● INFORMATION PROVIDED:
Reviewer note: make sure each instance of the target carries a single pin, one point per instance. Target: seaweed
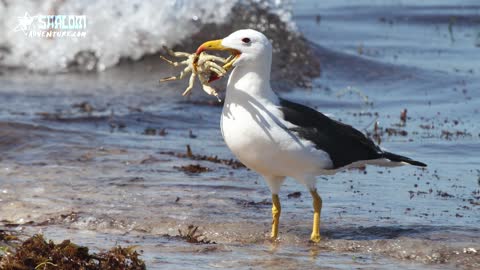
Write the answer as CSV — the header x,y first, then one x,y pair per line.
x,y
192,169
191,236
214,159
37,253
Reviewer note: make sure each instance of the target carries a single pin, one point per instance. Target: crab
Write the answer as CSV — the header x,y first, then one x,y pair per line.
x,y
205,66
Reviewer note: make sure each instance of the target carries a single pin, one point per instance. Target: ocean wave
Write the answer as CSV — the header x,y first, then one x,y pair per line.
x,y
126,29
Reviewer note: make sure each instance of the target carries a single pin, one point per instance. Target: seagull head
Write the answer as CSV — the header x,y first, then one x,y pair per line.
x,y
250,47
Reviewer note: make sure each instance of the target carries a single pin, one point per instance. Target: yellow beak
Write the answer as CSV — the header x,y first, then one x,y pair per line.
x,y
215,45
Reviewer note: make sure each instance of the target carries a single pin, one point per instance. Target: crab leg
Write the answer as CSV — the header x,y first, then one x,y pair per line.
x,y
190,84
181,76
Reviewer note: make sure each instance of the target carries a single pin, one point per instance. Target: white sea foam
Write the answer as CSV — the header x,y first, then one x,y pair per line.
x,y
115,29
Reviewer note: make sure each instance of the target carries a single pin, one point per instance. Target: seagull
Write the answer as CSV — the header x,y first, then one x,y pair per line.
x,y
278,138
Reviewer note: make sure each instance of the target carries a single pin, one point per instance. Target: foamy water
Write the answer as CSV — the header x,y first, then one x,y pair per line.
x,y
98,178
116,30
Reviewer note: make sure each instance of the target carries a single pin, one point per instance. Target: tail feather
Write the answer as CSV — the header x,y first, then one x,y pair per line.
x,y
398,158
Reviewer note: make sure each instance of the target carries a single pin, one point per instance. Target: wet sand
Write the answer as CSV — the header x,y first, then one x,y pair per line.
x,y
96,174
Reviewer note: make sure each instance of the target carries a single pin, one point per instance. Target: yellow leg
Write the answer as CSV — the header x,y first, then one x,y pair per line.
x,y
276,209
317,209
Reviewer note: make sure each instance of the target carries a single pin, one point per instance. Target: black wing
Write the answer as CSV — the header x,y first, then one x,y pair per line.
x,y
342,142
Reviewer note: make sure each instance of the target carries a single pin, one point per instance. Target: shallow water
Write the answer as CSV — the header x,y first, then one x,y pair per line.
x,y
96,178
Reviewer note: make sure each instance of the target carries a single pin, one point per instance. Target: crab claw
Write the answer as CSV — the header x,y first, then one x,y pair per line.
x,y
213,77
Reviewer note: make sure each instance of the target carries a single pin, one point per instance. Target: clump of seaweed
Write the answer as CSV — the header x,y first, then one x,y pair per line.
x,y
37,253
189,154
192,169
191,236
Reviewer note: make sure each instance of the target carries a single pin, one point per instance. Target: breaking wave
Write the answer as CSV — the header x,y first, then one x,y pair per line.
x,y
126,29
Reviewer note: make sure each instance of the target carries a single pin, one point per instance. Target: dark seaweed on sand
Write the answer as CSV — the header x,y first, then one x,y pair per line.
x,y
37,253
229,162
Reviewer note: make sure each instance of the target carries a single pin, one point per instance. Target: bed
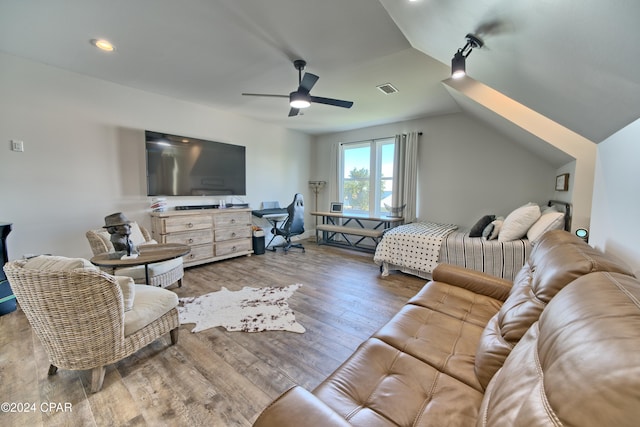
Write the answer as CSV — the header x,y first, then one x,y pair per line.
x,y
417,248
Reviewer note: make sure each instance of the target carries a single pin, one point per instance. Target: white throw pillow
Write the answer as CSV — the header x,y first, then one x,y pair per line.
x,y
548,221
128,290
136,236
518,222
58,263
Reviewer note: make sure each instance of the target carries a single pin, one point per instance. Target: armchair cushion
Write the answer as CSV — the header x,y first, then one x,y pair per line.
x,y
58,263
128,287
150,303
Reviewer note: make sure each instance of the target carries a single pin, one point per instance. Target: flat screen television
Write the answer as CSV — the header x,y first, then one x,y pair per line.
x,y
184,166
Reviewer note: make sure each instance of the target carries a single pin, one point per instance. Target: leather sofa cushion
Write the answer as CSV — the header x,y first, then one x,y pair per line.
x,y
457,302
442,341
381,386
578,365
558,259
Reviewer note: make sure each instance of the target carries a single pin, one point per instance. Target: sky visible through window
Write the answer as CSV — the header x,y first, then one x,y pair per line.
x,y
360,158
367,176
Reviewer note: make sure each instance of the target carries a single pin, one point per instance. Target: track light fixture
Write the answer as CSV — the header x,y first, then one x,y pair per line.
x,y
458,63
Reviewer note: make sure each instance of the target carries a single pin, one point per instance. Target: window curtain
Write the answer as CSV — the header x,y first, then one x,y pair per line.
x,y
334,174
405,175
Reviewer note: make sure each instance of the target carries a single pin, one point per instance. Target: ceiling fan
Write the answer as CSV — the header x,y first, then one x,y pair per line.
x,y
301,97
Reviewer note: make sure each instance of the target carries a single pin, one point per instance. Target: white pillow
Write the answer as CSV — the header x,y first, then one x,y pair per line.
x,y
518,222
128,290
495,231
58,263
548,221
136,236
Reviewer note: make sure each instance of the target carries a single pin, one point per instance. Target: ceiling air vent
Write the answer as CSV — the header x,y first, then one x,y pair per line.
x,y
387,88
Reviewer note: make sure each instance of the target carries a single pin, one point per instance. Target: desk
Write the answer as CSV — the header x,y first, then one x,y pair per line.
x,y
273,215
330,229
149,254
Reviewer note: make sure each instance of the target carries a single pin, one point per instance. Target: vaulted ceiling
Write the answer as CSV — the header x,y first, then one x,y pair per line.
x,y
575,62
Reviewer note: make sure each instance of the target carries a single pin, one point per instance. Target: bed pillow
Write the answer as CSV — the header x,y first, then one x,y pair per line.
x,y
548,221
492,230
478,227
518,222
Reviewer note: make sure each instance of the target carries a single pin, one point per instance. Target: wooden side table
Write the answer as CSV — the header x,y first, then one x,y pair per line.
x,y
149,254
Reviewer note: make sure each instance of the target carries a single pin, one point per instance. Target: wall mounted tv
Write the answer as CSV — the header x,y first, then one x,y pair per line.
x,y
183,166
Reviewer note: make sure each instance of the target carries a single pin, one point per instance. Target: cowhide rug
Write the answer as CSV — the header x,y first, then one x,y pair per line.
x,y
247,310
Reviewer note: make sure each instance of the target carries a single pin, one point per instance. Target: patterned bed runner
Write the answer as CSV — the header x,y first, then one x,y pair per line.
x,y
415,246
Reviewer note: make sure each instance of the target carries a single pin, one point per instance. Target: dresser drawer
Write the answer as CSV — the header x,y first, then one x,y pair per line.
x,y
190,238
198,253
233,246
185,223
223,234
231,219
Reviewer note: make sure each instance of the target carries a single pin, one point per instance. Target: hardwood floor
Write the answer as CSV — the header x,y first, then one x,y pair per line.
x,y
213,377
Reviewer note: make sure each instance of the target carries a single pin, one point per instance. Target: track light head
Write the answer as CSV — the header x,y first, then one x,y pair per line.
x,y
458,63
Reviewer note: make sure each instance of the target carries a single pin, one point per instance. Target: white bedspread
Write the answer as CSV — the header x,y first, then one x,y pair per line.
x,y
415,246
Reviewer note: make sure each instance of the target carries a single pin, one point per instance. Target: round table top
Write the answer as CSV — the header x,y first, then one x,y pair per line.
x,y
149,254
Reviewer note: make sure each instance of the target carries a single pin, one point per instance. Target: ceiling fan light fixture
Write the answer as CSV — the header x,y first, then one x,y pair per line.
x,y
299,100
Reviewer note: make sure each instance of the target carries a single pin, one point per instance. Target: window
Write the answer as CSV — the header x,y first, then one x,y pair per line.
x,y
363,191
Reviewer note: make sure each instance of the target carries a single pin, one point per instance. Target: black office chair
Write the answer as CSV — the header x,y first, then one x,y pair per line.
x,y
293,226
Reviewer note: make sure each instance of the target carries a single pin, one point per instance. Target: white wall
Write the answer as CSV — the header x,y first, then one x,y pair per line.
x,y
466,170
616,205
84,154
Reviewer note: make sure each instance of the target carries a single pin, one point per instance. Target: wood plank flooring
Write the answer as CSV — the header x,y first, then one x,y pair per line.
x,y
213,377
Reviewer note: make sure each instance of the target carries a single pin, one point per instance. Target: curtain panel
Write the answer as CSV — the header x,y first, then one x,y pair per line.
x,y
405,175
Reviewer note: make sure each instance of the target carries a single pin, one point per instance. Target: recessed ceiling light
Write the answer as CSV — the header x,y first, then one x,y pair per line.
x,y
103,44
387,88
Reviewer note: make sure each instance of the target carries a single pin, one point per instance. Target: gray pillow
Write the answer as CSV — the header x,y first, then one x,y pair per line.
x,y
478,227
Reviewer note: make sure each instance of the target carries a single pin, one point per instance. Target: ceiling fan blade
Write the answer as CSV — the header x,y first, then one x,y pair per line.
x,y
294,112
308,81
266,95
331,101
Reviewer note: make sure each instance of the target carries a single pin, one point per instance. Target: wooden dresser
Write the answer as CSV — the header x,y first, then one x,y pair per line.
x,y
213,234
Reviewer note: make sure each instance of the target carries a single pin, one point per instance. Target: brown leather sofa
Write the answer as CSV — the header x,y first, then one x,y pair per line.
x,y
558,346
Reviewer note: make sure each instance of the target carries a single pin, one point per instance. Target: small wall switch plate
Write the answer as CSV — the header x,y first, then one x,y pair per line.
x,y
17,145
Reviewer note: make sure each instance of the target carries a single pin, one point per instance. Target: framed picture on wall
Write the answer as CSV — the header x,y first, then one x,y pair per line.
x,y
562,182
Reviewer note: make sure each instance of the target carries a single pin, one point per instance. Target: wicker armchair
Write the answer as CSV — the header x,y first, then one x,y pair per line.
x,y
80,315
162,274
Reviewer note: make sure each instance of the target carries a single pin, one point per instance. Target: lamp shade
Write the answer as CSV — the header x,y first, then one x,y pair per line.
x,y
458,65
299,99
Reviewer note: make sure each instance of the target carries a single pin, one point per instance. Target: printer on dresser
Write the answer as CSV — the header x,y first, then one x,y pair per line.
x,y
212,234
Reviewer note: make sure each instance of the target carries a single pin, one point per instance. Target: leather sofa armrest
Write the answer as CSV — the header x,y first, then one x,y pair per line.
x,y
298,407
475,281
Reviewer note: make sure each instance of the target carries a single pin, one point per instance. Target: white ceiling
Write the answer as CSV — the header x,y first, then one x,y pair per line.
x,y
563,58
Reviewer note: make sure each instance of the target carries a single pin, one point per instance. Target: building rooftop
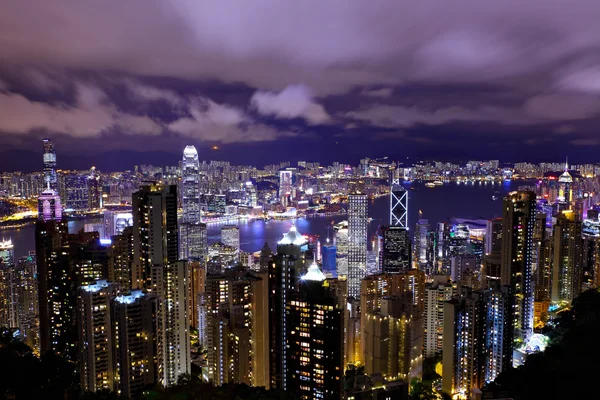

● STATED TASK: Please turn the lines starting at the one that contains "leather sofa armrest" and ending at the end of the records into a JSON list of strings, one string per line, with blank lines and pictures left out.

● SOLUTION FOR THIS TASK:
[
  "Reviewer note: make sure each instance of the target carries a single pin, one point per instance. Target: leather sofa armrest",
  "Write the answer as CSV — the header x,y first, then one x,y pair per line.",
  "x,y",
  "298,407",
  "475,281",
  "Reviewer note: make sure each instance of the target carries a single pin, one point per instance. Target: white ceiling",
  "Write the answer as CSV — the header x,y first, then one x,y pair per line.",
  "x,y",
  "563,58",
  "Reviewer note: make sure each instance of the target carries a single pin, one point per instance. Target: building rooftop"
]